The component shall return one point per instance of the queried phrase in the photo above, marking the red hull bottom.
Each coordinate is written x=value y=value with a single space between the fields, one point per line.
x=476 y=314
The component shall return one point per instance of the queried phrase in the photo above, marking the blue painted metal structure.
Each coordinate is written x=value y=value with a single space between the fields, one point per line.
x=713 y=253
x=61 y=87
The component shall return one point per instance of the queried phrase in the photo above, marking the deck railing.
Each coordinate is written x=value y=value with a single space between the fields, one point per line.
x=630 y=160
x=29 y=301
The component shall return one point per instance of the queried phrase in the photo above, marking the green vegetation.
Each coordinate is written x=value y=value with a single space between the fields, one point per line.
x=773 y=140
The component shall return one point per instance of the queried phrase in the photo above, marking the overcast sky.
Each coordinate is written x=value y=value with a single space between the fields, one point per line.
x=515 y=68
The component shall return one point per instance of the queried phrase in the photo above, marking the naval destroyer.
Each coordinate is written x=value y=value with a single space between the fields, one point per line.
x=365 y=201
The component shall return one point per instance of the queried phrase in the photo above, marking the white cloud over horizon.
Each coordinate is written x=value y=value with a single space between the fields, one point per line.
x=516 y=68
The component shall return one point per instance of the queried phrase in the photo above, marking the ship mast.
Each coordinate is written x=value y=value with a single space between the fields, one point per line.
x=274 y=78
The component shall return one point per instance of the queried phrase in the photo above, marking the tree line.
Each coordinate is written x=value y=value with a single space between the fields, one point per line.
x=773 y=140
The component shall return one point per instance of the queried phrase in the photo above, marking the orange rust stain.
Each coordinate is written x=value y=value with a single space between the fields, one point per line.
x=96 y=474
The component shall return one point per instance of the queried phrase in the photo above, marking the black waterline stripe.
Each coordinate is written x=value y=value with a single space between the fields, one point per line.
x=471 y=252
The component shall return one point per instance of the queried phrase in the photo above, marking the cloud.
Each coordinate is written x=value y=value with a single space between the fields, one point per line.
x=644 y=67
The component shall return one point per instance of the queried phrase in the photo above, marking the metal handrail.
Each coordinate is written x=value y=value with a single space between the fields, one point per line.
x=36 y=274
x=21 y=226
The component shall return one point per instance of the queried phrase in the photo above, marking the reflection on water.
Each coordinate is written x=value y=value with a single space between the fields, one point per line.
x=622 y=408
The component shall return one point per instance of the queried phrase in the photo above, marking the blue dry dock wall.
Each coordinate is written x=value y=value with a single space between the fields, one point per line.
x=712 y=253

- Aim -
Reproduce only the records from the line containing "marking the cloud." through the end of the records, inclusive, keeping the requests unchanged. Scale every coordinate in the answers by 0.2, rounding to whole numbers with halves rounded up.

- Expected answer -
The component shall return one point per instance of the queried phrase in the photo above, marking the cloud.
Each coordinate is written x=value y=value with a single space between the fields, one point per line.
x=129 y=13
The component shall return one point per instance of the queried phrase in the photo above, marking the metal handrail.
Each coordinate is written x=value y=value with a single space between the fields, one point per line.
x=7 y=55
x=4 y=45
The component shall return one point per instance of the queried phrase in the photo above, marking the reflection on water.
Each coordinate is written x=value y=value with a single space between the fields, one point per line.
x=124 y=82
The component shall return one point per instance of the queried phrase in the photo above, marking the blue dry dock wall.
Each coordinate is written x=value y=value with a single space between the fields, one point per line.
x=142 y=51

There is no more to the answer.